* START Available records *

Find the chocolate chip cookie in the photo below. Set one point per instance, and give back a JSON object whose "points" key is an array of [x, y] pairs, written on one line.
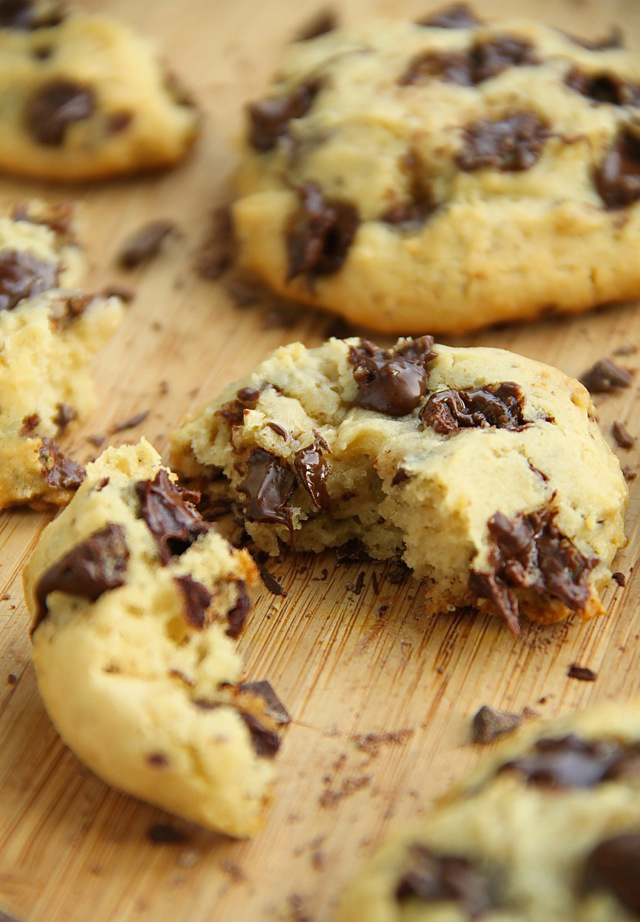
{"points": [[83, 97], [135, 603], [484, 471], [547, 830], [445, 174]]}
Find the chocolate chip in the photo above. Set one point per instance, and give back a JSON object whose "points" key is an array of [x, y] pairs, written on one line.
{"points": [[443, 878], [456, 16], [273, 707], [144, 244], [606, 376], [622, 435], [614, 865], [265, 741], [170, 515], [312, 469], [197, 599], [391, 381], [23, 275], [320, 234], [511, 143], [269, 118], [529, 552], [54, 107], [268, 486], [489, 724], [493, 405], [93, 566]]}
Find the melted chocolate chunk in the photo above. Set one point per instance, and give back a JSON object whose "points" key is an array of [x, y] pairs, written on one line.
{"points": [[456, 16], [512, 143], [494, 405], [268, 485], [144, 244], [391, 381], [444, 878], [606, 376], [569, 762], [94, 566], [603, 87], [170, 515], [614, 865], [311, 469], [617, 178], [237, 615], [265, 741], [529, 552], [269, 119], [60, 472], [23, 275], [54, 107], [320, 234], [197, 599]]}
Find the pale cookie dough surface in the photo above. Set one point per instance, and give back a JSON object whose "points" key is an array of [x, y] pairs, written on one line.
{"points": [[134, 601], [413, 177], [83, 97], [519, 504], [547, 830]]}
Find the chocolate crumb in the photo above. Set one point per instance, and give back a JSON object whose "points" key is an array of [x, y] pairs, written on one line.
{"points": [[489, 724], [144, 244], [583, 673]]}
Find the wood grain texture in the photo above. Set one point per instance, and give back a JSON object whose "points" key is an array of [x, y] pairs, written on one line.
{"points": [[347, 665]]}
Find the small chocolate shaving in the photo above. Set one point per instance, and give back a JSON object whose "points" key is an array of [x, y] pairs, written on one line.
{"points": [[606, 376], [391, 381], [144, 244], [92, 567], [488, 724]]}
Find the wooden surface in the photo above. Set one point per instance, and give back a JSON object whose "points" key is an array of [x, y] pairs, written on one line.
{"points": [[71, 849]]}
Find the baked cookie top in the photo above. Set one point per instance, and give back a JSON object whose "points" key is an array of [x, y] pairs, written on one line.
{"points": [[485, 471], [547, 830], [135, 601], [83, 97], [445, 174]]}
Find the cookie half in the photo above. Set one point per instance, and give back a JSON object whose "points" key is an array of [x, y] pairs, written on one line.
{"points": [[547, 830], [135, 601], [483, 470], [82, 97], [446, 174]]}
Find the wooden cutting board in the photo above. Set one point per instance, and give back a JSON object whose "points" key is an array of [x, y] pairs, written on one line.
{"points": [[381, 696]]}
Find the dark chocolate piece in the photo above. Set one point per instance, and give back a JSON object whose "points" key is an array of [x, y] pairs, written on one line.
{"points": [[23, 275], [529, 552], [391, 381], [443, 878], [265, 741], [268, 485], [617, 178], [320, 234], [274, 708], [614, 865], [93, 566], [456, 16], [269, 118], [493, 405], [170, 515], [511, 143], [489, 724], [583, 673], [54, 107], [606, 376], [144, 244], [197, 599], [311, 469]]}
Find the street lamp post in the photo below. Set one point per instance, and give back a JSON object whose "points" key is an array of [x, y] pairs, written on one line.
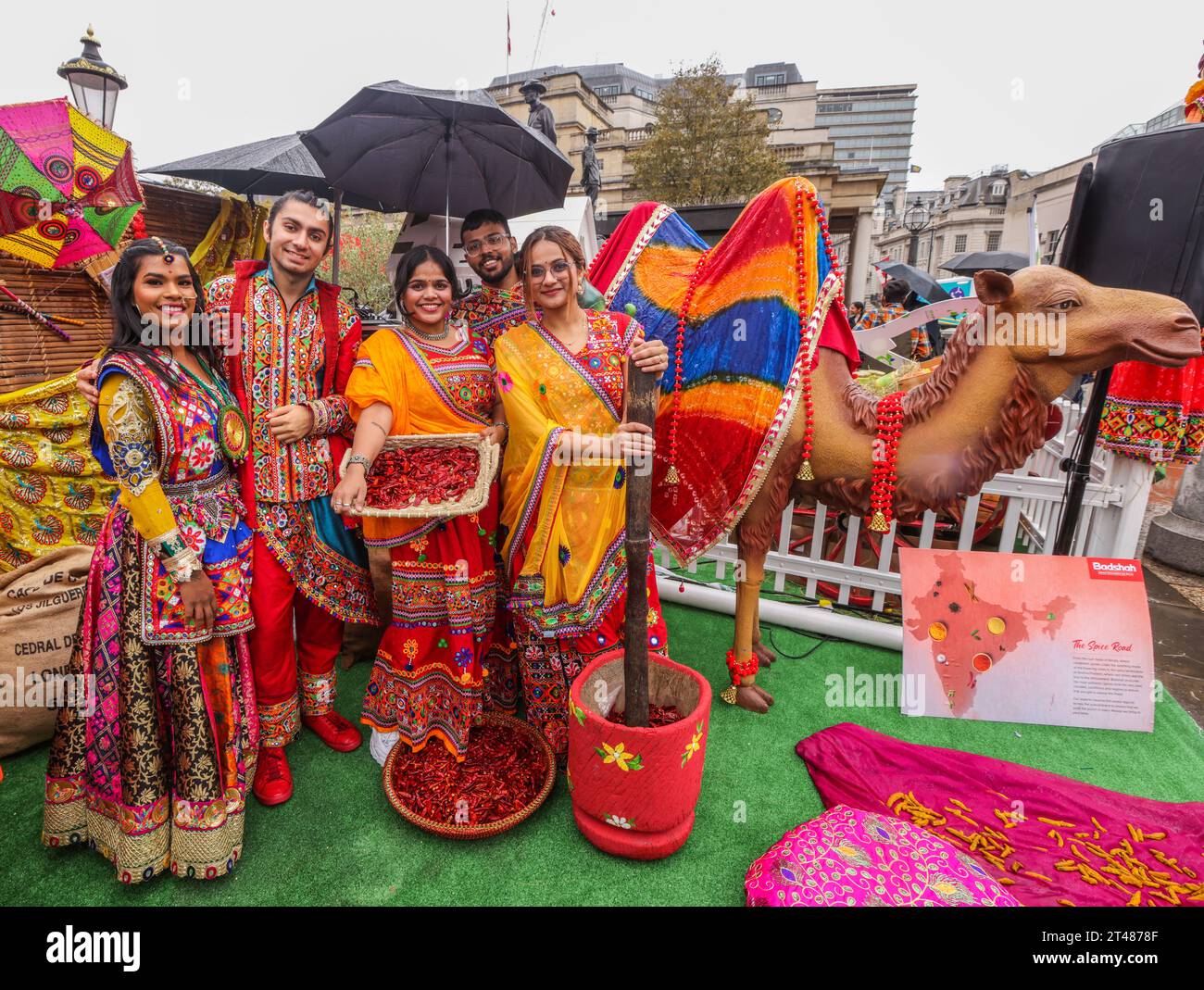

* END Available records *

Collect every line above that contains the string "chocolate", and copy each one out in full. Case counts.

Find the chocolate chip cookie in the photo below. Set one point per instance, and give back a JSON object whose "points" key is an array of [x, y] pairs, written on one line.
Find the chocolate chip in the photo above. Set one point per instance, and give back a JSON object whose "points" key is an array of [x, y] pairs, written on one line.
Find the melted chocolate chunk in the photo above. Set one point per instance, and give back a JSON object whose "points" key is an array of [x, y] pairs, written on one line.
Find the chocolate crumb in the photo above. Set one point per instance, and give back a JSON object whose "points" key is an array of [x, y] pairs, written on one line.
Find the small chocolate shaving in the photo above. Set one point per instance, and give back a JSON object whose "points" key is an array of [x, y] pairs, written on one line.
Find the dark chocolate piece in the photo above. Set one point per instance, and give back a JSON object whose "points" key is an array of [x, y] pairs, written on one line.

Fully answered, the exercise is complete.